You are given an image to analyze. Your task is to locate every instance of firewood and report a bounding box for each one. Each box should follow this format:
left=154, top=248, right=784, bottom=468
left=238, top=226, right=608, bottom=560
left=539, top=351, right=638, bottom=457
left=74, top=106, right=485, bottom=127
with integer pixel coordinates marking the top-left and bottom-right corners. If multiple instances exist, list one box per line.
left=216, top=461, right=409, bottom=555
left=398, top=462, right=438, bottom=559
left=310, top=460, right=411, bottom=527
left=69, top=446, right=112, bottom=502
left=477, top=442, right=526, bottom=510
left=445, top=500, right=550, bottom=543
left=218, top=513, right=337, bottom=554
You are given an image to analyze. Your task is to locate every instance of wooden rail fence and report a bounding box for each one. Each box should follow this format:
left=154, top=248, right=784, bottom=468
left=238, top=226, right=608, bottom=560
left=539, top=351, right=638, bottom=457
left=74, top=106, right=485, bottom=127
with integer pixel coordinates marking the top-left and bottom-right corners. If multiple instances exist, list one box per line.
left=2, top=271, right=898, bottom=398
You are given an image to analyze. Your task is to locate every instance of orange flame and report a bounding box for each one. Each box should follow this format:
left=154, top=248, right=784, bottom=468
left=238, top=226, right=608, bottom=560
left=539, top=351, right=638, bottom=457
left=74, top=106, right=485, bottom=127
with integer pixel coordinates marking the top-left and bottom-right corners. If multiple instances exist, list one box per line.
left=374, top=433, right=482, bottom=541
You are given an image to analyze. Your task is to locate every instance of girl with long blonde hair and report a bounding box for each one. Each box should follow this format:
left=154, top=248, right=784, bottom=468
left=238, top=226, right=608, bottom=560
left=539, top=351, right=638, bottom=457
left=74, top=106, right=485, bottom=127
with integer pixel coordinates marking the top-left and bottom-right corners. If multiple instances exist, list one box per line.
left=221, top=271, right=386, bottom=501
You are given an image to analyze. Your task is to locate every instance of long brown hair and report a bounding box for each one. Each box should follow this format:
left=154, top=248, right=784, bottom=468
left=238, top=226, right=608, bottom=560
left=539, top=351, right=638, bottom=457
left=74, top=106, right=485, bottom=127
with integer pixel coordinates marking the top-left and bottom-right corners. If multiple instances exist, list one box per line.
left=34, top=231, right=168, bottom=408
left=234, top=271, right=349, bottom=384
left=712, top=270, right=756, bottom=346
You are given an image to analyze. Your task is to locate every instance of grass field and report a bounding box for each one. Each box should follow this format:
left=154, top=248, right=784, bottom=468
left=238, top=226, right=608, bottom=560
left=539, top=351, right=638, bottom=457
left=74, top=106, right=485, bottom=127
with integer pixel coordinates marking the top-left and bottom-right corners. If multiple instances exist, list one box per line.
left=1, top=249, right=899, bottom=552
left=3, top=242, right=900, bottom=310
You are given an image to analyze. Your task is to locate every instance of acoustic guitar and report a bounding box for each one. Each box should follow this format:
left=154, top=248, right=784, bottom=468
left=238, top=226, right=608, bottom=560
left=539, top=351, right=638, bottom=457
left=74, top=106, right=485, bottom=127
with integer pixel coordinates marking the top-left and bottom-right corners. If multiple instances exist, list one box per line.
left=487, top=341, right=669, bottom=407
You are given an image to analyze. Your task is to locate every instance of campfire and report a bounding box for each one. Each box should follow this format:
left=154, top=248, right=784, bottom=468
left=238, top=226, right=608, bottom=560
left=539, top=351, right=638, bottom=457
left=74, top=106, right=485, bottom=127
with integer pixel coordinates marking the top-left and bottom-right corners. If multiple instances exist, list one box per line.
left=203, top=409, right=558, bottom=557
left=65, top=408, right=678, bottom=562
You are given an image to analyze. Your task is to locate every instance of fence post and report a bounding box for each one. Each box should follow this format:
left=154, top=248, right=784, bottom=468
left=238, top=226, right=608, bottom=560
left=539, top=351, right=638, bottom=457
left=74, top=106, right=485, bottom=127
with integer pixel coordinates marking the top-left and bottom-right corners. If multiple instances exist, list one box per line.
----------
■ **TASK DESCRIPTION**:
Look through the entries above, and wherever a line holds the word "long", copy it.

■ **FINAL ANSWER**:
You are given an image to analyze. Your task is to locate every instance of girl with long blonde hair and report a bounding box for each one. Each box should follow this format:
You are given an image to analyze. Your task is to locate every instance of long brown hair and report a bounding box for each one. Each box should follow this format:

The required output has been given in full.